Extract |
## Begin
# Lopi pellet stoves



## Explorer (Dec 2, 2003)

My current pellet stove is being taken out and my purchase price refunded after a year of trying to make it work as advertised.

I am thinking about buying a Lopi brand replacement. Does anyone have experience with this brand? I am interested in both good and bad experiences.


----------



## vallyfarm (Oct 24, 2006)

I looked at them, but in a wood stove. Supeior quality to most other brands in the area I live. I ended up with another brand because of time constraints (they wouldn't be in stock for 2 more months), Bur I think they are a great stove.Mike


----------



## Explorer (Dec 2, 2003)

Thx, Mike. That is the problem I have here. Dealer does not have any in stock so I have to judge by specs and reputation of the stove. I have check the dealer out very well and they are first class.

Seems a little strange buying from a stove manufacturer that is an ex-hippie ex-Rock and Roller. :shrug:


----------



## danb98577 (Dec 16, 2005)

I used a Lopi to heat this cabin last winter. It is a PS1, one of the earlier versions-got it from the original owner-I seem to remember it being a 1996/97 model. They work fine overall, but the fan noise got to me after a while. This place is small, so that magnified the irritation, I am sure. Replaced the snap disc that controls blower fan on after ignition, cleaned it every couple of days-usual stuff. One thing they DO NOT tell you is to lube the fan motors. Discovered this when the exhaust blower started howling-there is a sticker on the motor directing you to oil the bearings every so often. This sticker is cleverly hidden by a foam/paper muff for noise cancellation.
Shame you aren't closer-I still have the stove-brass legs and door trim. It will need a replacement fire pot, as the telltale cracks are beginning to develop in the bottom of it. And I imagine the exhaust blower motor will need to be replaced at some point as it whines once in a while. Replaced one on a friend's Lopi(same model) and it is quiet as a stone.
Overall, I am impressed with the quality-there are little buzzes as it warms up, but I have noticed they all tend to do this as the metal warms and flexes. Biggest thing is to keep after the cleaning-efficiency drops off if it is run dirty. Luck-Dan


----------
## End
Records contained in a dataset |
## Begin
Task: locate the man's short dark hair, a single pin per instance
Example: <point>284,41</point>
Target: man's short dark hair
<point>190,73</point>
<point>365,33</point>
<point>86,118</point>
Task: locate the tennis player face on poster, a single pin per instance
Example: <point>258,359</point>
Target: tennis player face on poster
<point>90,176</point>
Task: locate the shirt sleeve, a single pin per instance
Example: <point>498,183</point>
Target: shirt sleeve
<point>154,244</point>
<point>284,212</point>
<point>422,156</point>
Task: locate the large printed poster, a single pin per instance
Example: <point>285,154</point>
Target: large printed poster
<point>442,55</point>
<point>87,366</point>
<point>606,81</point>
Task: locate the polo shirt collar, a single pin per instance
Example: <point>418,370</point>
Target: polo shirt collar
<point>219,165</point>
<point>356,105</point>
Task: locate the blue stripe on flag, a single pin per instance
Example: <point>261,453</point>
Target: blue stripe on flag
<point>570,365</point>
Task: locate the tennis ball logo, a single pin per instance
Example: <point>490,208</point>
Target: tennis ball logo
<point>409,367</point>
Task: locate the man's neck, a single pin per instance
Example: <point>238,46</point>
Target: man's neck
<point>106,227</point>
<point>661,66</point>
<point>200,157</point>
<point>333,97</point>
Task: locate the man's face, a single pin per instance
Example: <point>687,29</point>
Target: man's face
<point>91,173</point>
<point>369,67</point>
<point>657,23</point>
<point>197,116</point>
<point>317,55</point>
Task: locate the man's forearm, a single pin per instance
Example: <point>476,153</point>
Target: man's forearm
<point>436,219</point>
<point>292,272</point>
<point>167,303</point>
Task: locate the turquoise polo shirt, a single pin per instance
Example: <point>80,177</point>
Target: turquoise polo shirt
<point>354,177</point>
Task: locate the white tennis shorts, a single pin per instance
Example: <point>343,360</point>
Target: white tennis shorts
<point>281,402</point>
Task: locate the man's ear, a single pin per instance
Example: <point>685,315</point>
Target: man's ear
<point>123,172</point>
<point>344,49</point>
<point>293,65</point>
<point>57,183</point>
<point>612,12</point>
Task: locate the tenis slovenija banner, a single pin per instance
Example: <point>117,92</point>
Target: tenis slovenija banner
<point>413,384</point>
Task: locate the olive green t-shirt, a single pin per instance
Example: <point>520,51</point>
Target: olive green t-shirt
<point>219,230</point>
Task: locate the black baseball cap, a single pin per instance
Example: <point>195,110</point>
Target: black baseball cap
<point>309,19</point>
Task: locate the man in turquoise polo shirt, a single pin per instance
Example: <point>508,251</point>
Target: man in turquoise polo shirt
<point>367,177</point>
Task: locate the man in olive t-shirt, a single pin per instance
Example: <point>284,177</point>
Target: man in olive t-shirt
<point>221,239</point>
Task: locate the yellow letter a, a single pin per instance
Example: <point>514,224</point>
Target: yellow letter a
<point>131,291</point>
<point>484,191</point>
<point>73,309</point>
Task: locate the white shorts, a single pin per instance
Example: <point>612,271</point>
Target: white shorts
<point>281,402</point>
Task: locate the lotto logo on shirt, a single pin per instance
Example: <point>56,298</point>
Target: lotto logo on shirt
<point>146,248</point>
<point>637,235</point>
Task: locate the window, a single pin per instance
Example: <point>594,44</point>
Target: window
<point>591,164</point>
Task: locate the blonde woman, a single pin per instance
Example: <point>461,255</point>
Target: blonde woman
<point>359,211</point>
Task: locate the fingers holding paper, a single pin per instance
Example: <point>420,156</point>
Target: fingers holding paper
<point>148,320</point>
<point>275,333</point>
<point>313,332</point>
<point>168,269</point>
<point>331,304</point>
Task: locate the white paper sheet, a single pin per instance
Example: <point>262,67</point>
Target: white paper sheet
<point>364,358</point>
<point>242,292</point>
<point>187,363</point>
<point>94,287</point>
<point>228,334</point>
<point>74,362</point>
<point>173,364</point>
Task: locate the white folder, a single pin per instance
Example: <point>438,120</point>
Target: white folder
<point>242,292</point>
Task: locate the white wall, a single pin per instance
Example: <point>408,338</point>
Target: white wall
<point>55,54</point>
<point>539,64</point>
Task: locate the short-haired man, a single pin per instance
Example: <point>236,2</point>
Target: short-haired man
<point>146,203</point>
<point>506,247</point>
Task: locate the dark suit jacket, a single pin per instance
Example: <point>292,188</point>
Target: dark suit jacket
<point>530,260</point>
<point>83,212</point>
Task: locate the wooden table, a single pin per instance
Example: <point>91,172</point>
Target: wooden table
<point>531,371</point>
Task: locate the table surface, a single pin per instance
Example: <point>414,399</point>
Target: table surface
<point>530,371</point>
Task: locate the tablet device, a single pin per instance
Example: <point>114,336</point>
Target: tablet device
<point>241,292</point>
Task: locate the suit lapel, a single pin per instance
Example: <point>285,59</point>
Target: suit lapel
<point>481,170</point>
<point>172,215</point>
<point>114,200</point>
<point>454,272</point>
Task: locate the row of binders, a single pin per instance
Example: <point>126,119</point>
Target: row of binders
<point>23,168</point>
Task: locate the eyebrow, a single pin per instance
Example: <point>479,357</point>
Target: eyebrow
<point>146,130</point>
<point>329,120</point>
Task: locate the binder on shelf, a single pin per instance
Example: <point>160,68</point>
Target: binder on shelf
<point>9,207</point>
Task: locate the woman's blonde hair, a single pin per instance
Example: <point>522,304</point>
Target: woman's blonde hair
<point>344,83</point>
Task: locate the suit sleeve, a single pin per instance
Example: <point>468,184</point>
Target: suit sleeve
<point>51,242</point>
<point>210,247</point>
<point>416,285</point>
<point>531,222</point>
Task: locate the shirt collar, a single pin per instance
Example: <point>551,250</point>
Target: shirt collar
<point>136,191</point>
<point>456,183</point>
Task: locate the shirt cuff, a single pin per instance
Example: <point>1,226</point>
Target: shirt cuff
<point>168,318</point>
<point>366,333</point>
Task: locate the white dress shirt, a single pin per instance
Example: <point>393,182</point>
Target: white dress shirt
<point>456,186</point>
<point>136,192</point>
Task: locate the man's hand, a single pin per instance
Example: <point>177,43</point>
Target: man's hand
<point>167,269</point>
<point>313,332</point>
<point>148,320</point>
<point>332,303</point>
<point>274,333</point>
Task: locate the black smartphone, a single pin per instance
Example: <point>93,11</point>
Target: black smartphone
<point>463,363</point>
## End
Required task |
From the forum thread on Lopi pellet stoves, extract the passage that starts with the words containing "My current pellet" and ends with "(Oct 24, 2006)", copying it word for word.

Reply |
My current pellet stove is being taken out and my purchase price refunded after a year of trying to make it work as advertised.

I am thinking about buying a Lopi brand replacement. Does anyone have experience with this brand? I am interested in both good and bad experiences.


----------



## vallyfarm (Oct 24, 2006)